The lines from the one holding "# point at: white beadboard" to the end of the records below, exactly as written, are the only thing to return.

(Task data begins)

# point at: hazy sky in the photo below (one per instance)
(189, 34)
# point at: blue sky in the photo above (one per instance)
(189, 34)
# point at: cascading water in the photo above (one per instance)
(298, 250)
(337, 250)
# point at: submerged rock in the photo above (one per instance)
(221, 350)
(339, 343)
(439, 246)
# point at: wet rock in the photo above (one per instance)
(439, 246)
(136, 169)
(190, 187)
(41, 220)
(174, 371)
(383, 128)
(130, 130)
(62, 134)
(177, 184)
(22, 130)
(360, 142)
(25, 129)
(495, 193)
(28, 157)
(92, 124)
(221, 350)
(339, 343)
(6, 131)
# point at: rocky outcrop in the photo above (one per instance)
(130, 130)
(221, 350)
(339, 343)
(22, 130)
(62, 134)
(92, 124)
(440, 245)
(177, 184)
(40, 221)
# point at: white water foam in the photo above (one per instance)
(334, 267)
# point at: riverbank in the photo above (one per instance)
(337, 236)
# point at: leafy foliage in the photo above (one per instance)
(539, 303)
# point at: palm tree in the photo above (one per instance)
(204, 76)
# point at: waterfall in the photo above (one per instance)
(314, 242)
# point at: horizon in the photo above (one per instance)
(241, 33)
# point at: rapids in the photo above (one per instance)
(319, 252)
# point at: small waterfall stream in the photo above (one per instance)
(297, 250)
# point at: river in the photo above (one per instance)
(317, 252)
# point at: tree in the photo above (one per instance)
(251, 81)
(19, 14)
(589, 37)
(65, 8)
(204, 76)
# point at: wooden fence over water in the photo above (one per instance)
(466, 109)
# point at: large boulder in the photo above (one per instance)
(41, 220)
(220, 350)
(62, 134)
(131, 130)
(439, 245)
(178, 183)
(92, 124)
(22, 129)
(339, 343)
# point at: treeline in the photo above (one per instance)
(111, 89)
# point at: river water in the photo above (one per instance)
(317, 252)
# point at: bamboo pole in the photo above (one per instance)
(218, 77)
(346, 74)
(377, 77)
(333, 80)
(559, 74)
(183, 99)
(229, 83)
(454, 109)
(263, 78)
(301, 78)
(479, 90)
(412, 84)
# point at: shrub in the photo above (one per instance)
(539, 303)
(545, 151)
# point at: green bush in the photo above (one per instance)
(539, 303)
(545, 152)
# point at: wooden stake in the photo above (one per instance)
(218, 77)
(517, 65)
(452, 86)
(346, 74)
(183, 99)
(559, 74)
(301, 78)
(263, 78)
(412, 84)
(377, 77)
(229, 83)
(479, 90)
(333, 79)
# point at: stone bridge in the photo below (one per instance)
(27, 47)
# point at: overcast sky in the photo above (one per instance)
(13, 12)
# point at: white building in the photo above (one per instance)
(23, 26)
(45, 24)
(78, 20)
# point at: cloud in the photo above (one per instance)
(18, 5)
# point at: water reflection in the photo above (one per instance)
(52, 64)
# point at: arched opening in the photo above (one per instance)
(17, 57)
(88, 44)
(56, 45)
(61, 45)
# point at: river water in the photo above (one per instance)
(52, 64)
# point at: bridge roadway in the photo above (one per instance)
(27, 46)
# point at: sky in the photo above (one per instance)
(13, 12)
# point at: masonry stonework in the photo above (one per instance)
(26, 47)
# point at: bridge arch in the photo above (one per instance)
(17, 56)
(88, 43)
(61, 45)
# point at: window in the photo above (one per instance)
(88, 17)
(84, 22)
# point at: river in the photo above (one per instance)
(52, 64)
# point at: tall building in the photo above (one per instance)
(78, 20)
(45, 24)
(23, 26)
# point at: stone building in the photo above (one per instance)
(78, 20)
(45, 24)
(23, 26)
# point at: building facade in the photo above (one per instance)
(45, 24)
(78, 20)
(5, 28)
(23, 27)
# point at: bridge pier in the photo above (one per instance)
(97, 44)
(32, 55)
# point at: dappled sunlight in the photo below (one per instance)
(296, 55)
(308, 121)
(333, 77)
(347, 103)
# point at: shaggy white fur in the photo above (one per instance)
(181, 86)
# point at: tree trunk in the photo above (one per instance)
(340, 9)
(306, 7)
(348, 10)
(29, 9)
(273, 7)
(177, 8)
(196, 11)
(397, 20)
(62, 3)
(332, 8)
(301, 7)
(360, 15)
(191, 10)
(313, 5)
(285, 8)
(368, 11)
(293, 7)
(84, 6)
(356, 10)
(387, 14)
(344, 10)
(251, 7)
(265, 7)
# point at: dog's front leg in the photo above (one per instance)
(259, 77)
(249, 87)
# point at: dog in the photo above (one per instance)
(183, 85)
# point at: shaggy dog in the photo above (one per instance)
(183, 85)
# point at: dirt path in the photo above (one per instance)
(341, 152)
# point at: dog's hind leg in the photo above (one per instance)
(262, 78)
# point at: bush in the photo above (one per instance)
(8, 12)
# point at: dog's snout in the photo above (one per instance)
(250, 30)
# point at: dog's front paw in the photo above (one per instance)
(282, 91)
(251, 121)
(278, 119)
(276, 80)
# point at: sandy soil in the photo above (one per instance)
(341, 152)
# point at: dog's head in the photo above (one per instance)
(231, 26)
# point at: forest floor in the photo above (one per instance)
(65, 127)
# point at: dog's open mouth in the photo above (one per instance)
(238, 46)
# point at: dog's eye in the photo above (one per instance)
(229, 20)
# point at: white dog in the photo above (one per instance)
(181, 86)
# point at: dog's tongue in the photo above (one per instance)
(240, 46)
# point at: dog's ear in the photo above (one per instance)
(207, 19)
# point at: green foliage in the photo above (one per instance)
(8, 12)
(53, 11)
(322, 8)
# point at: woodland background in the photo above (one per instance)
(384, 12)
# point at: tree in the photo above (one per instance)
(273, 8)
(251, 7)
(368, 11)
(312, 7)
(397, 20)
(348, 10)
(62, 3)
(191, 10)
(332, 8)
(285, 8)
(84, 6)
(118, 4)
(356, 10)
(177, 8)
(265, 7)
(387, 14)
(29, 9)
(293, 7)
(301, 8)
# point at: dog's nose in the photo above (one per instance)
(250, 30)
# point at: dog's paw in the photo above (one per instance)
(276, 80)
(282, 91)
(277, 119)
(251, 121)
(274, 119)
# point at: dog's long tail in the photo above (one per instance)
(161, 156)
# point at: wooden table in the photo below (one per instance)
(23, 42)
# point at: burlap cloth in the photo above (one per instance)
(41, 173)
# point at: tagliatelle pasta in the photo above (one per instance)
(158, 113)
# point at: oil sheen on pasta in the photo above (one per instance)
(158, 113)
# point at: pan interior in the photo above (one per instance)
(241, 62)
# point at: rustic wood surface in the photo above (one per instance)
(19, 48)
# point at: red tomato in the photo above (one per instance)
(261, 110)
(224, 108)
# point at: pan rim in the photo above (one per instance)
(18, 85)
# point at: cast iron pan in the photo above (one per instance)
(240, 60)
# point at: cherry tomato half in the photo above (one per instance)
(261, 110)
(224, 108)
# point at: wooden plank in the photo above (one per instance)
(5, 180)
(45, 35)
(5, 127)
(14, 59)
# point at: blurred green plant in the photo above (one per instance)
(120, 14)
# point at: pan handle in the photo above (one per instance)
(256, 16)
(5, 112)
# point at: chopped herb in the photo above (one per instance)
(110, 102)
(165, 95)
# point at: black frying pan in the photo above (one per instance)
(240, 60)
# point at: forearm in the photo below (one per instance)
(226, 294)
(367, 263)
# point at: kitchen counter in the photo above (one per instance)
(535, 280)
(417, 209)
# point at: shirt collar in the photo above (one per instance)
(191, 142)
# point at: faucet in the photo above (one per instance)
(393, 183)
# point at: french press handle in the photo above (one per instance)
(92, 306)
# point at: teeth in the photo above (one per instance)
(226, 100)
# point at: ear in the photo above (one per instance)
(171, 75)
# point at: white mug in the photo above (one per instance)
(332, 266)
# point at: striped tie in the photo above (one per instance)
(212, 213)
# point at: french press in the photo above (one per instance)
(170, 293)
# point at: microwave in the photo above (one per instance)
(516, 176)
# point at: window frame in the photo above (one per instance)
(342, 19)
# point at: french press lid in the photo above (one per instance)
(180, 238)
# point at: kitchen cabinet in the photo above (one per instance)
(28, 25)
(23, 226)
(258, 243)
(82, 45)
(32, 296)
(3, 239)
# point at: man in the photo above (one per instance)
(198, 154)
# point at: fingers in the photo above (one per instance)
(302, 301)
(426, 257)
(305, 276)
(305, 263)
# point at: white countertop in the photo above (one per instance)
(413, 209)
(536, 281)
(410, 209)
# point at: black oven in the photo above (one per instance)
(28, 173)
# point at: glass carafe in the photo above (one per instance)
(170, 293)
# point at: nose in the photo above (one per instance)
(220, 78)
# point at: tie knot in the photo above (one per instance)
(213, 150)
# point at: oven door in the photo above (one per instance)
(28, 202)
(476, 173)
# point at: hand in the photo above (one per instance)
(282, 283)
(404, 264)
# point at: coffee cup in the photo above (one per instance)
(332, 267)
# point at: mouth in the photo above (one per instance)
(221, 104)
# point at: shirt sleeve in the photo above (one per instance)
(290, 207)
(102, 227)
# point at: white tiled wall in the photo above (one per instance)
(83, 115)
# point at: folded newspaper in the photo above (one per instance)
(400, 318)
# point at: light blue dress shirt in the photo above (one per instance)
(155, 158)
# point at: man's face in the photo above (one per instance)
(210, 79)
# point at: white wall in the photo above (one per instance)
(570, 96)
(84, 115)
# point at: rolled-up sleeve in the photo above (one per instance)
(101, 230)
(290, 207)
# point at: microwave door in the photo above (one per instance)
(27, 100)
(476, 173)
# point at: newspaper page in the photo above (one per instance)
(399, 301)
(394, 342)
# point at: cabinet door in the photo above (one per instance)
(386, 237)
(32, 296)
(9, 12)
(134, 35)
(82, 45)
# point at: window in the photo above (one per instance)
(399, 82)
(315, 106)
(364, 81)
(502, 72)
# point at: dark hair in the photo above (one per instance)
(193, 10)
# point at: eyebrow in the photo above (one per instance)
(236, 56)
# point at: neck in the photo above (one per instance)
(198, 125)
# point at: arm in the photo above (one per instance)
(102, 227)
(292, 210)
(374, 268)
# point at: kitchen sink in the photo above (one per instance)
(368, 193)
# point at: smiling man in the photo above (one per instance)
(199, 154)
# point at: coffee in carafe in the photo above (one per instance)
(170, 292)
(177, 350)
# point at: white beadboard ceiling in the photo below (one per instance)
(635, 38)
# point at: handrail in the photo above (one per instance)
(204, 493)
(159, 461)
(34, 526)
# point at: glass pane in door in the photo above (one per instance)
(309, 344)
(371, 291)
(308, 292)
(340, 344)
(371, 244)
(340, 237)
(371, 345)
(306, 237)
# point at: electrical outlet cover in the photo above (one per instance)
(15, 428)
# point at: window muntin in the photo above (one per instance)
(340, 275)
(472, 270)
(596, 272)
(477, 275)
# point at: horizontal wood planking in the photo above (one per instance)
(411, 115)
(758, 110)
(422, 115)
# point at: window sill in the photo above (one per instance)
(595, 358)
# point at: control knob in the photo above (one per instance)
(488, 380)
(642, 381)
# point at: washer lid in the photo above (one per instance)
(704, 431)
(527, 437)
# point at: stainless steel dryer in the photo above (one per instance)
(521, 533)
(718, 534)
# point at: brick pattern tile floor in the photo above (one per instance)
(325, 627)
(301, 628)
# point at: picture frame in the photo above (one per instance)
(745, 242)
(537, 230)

(Task data ends)

* [Result of this task]:
# point at: white beadboard ceiling in the photo below (one per instance)
(635, 38)
# point at: handrail in the photo above (one per instance)
(204, 493)
(159, 461)
(34, 526)
# point at: glass pane in door in the photo above (one per instance)
(309, 344)
(371, 291)
(308, 292)
(340, 344)
(371, 244)
(340, 237)
(371, 345)
(306, 237)
# point at: electrical outlet cover in the photo above (one per instance)
(15, 428)
# point at: window muntin in the photo above (one per instance)
(340, 275)
(472, 270)
(596, 272)
(477, 275)
# point at: horizontal wood planking in the photo above (one per instance)
(411, 115)
(758, 110)
(422, 115)
# point at: window sill in the photo above (one per instance)
(595, 358)
# point at: control knob in the photo above (one per instance)
(488, 380)
(642, 381)
# point at: washer lid in the photo above (one per instance)
(704, 431)
(527, 437)
# point at: stainless steel dryer in the photo above (one per instance)
(521, 533)
(718, 534)
# point at: brick pattern tile floor in the photo above (one per instance)
(325, 627)
(301, 628)
# point at: picture frame in the photo above (one per instance)
(745, 242)
(537, 230)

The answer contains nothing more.